▶ _Selected extract_
>>>>>
Saturday, July 22, 2006

The Vainness, Oh Vainness


So, I'm about to start my podcast and I'm already thinking about writing a book. Why do I want to do these things? As one famous podcaster said tonight, "When I first started this, I had no idea where it was going to go." A few months a friend was talking about "The Law of Unintended Consequences." The idea is once you take an action, you really can't predict the results. I'm sure terrorists think about this all the time. When they blow up innocent women and children, I'm sure they are hoping that the incident will trigger a series of events that will eventually play in their favor. More specifically, I think one goal of terrorism is to make your enemy so blind mad that he begins to act irrationally -- hopefully to the point where his own anger backfires against him. Hmmm, sort of like what's going on between Israel and Lebanon right now.

But "The Law of Unintended Consquences" can also lead to serendipity (good things). So, I can only hope and pray that the doors I open will somehow lead to a chain of events that will spark The Great Movement.
<<<<<
▶ _Extracted material_
>>>>>
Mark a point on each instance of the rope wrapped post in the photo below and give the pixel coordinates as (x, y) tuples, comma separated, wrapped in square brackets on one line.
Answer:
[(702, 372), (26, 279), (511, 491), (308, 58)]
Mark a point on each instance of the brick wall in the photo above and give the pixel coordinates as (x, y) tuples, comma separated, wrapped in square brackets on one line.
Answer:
<<<<<
▶ _Stated task 1_
Answer these questions from the blog post, each on its own line:
(a) What is the writer about to start?
(b) What law did a friend talk about?
(c) What does the writer say that law can also lead to?
▶ _Stated task 2_
State whether each statement agrees with the blog post. Give yes or no, then quote the deciding words.
(a) The writer is already thinking about writing a book.
(b) The post is dated on a Sunday.
(c) The writer thinks one goal of terrorism is to make the enemy act irrationally.
▶ _Stated task 3_
From the blog post, extract everything from "So, I'm about" down to "Lebanon right now.".

▶ _Exercise output 1_
(a) A podcast.
(b) "The Law of Unintended Consequences."
(c) Serendipity (good things).

▶ _Exercise output 2_
(a) Yes: "I'm already thinking about writing a book."
(b) No: "Saturday, July 22, 2006"
(c) Yes: "one goal of terrorism is to make your enemy so blind mad that he begins to act irrationally"

▶ _Exercise output 3_
So, I'm about to start my podcast and I'm already thinking about writing a book. Why do I want to do these things? As one famous podcaster said tonight, "When I first started this, I had no idea where it was going to go." A few months a friend was talking about "The Law of Unintended Consequences." The idea is once you take an action, you really can't predict the results. I'm sure terrorists think about this all the time. When they blow up innocent women and children, I'm sure they are hoping that the incident will trigger a series of events that will eventually play in their favor. More specifically, I think one goal of terrorism is to make your enemy so blind mad that he begins to act irrationally -- hopefully to the point where his own anger backfires against him. Hmmm, sort of like what's going on between Israel and Lebanon right now.